*Exercise aim:*
Transcribe the rows below from the line containing "Each instance receives a single keypoint. Tag the table" through the last line of the rows, both ends included. Leave the pictures out of your copy.

*Source material:*

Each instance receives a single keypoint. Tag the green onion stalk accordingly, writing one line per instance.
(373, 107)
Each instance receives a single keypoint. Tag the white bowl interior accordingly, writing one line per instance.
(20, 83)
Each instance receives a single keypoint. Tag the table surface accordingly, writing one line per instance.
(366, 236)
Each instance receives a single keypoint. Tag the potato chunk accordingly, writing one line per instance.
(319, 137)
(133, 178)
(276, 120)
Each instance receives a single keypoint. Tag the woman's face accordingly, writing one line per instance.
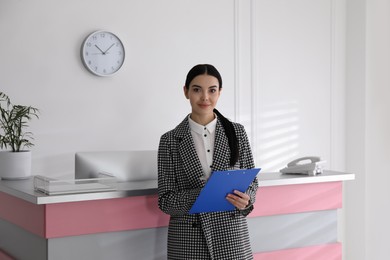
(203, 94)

*Exercise solution:*
Each instance receives a single keypoint. Tag the table surface accordingly, writing one line per instance.
(366, 236)
Each instance receives a single keypoint. Tag the potato chunk accordingly, writing one line per instance.
(319, 137)
(133, 178)
(276, 120)
Each instance receives a single keypoint. Tag the woman's face accordingly, writing one line per instance.
(203, 94)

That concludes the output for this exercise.